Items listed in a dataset
= = = = = = =

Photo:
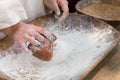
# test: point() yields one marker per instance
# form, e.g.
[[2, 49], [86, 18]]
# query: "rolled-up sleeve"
[[11, 12]]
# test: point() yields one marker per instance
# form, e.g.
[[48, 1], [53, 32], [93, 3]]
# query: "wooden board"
[[108, 12], [93, 39]]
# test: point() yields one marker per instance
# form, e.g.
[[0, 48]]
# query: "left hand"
[[63, 4]]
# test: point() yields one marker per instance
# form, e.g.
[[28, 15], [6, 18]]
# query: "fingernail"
[[51, 38], [58, 13], [38, 44]]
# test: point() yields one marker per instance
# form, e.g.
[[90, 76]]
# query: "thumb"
[[56, 7]]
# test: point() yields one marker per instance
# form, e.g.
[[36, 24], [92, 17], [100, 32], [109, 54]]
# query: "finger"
[[38, 36], [31, 40], [55, 7], [46, 33], [22, 44], [65, 8]]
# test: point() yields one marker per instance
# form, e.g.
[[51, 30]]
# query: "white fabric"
[[12, 11]]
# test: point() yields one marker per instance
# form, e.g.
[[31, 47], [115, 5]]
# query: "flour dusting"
[[73, 53]]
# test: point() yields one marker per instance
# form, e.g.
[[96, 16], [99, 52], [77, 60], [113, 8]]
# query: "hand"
[[28, 33], [63, 4]]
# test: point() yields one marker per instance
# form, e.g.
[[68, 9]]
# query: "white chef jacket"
[[13, 11]]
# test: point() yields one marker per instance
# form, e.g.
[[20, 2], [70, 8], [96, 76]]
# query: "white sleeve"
[[11, 12]]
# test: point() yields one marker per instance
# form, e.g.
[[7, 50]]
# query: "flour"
[[73, 53]]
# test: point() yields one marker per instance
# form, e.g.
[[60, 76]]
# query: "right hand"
[[29, 33]]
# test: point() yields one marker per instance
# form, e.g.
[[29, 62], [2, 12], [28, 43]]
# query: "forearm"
[[10, 30]]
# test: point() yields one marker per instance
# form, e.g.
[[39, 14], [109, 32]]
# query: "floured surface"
[[77, 48]]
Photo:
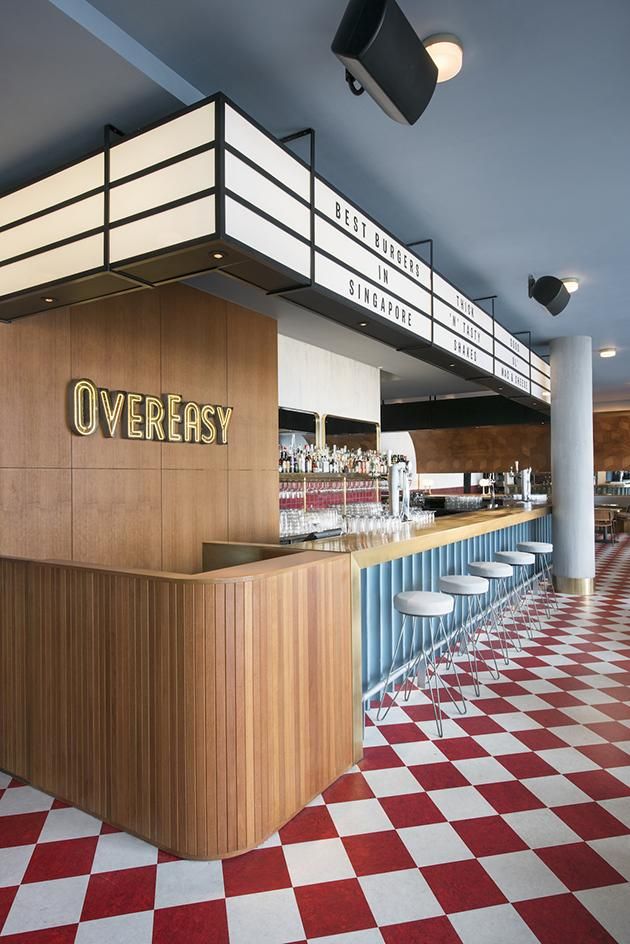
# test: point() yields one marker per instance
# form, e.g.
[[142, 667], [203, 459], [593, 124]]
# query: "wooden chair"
[[605, 524]]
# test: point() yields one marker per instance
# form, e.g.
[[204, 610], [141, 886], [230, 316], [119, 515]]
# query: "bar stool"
[[420, 605], [548, 592], [520, 561], [471, 589], [499, 598]]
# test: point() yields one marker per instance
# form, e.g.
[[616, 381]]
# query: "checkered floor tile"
[[514, 827]]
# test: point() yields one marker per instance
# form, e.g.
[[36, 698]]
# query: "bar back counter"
[[199, 712]]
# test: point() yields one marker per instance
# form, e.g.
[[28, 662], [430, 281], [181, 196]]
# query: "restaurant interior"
[[314, 473]]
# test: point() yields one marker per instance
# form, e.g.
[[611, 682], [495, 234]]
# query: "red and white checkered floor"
[[512, 829]]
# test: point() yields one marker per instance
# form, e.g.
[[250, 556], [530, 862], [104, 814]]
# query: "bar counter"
[[415, 559], [368, 549], [198, 711]]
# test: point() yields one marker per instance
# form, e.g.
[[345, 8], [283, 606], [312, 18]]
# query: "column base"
[[580, 586]]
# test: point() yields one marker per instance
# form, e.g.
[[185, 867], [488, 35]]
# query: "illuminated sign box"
[[209, 188]]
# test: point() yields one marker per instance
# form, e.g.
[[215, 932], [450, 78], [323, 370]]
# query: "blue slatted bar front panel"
[[380, 623]]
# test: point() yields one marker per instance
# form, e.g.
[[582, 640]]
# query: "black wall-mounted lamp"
[[384, 56], [549, 292]]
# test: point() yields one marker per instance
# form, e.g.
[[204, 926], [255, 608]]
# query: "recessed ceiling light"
[[447, 53], [571, 284]]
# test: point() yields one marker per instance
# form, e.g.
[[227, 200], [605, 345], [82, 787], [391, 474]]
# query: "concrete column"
[[572, 464]]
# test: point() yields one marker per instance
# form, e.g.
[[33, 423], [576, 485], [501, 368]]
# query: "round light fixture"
[[571, 284], [447, 53]]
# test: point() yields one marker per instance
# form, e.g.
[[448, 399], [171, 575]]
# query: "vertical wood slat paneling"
[[198, 715], [14, 730]]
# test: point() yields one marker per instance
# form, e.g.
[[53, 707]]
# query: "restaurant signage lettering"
[[168, 418], [211, 183]]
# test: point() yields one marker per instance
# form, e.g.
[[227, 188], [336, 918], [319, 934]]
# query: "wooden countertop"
[[368, 549]]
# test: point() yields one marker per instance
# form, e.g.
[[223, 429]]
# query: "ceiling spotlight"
[[549, 292], [447, 53], [572, 284], [385, 57]]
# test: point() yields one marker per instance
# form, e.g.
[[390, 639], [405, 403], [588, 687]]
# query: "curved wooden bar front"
[[198, 712]]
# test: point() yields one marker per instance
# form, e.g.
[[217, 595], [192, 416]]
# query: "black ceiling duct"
[[380, 50], [550, 292]]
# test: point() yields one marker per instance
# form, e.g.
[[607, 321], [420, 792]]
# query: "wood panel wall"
[[481, 449], [131, 503], [611, 435], [494, 448], [198, 714]]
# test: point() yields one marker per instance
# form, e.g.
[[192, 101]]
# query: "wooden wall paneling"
[[201, 716], [194, 509], [173, 339], [482, 449], [116, 343], [194, 364], [35, 511], [253, 506], [34, 372], [14, 682], [252, 363], [611, 435], [117, 517]]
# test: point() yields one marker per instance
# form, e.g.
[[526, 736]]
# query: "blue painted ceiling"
[[519, 165]]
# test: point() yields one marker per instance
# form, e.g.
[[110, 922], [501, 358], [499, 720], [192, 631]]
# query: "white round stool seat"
[[423, 603], [463, 585], [516, 558], [535, 547], [491, 569]]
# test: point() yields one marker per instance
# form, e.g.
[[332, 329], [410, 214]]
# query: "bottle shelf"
[[327, 476]]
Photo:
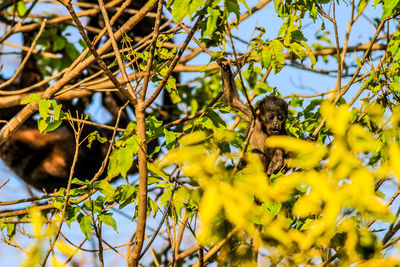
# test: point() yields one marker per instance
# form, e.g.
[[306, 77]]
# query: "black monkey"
[[269, 118]]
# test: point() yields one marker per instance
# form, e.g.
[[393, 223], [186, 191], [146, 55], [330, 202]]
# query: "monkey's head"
[[272, 112]]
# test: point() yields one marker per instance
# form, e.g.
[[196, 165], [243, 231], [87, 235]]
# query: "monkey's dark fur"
[[269, 118]]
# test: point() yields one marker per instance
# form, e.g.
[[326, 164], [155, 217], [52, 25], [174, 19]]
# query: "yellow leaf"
[[394, 159], [337, 119]]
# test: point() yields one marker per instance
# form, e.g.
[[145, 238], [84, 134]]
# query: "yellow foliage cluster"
[[323, 209], [42, 233]]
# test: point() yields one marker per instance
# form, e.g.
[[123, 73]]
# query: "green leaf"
[[195, 5], [106, 189], [59, 43], [307, 224], [95, 136], [153, 206], [42, 124], [125, 160], [232, 6], [396, 86], [165, 197], [388, 7], [279, 58], [77, 181], [266, 57], [112, 168], [85, 223], [180, 9], [170, 138], [212, 19], [215, 118], [272, 208], [31, 98], [44, 108], [358, 61], [21, 8], [56, 110], [52, 126], [361, 5], [109, 220], [179, 199]]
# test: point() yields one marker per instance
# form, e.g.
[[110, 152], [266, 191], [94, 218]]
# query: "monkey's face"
[[273, 122]]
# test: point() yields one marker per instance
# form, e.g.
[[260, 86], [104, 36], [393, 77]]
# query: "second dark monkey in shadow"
[[269, 119]]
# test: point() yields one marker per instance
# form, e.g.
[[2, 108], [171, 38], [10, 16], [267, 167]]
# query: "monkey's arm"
[[230, 91]]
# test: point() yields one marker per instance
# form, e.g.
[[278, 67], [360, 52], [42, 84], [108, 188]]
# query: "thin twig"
[[22, 65]]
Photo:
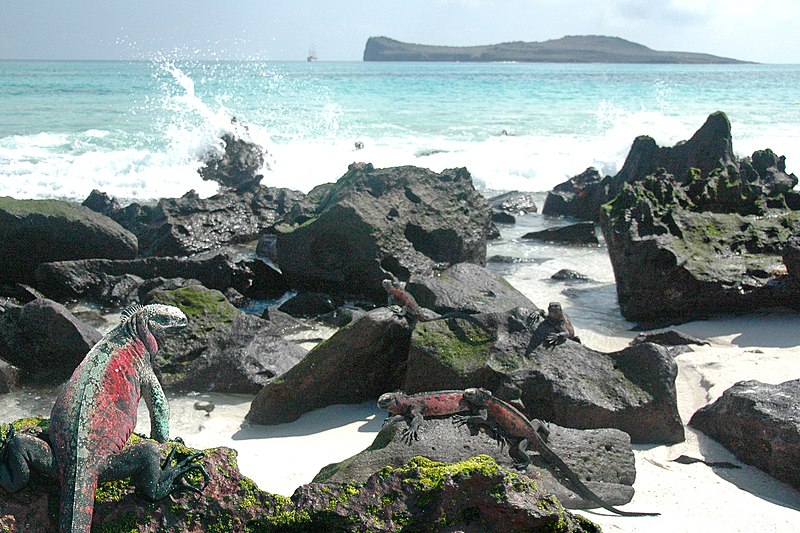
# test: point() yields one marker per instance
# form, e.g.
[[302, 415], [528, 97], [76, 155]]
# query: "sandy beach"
[[691, 497]]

= = = = = = =

Task to complete:
Ignoring the pictures, write out word for word only the lines from the one containing "[[278, 67], [360, 52], [42, 84], [108, 188]]" through the last line of the data, both ends included.

Output for this exercise:
[[278, 67], [360, 52], [42, 84], [108, 188]]
# query: "thin twig"
[[22, 65]]
Photo:
# test: point() yields one marker per instance
# form, e.g.
[[302, 415], [528, 97], [76, 155]]
# query: "sandy beach"
[[691, 497]]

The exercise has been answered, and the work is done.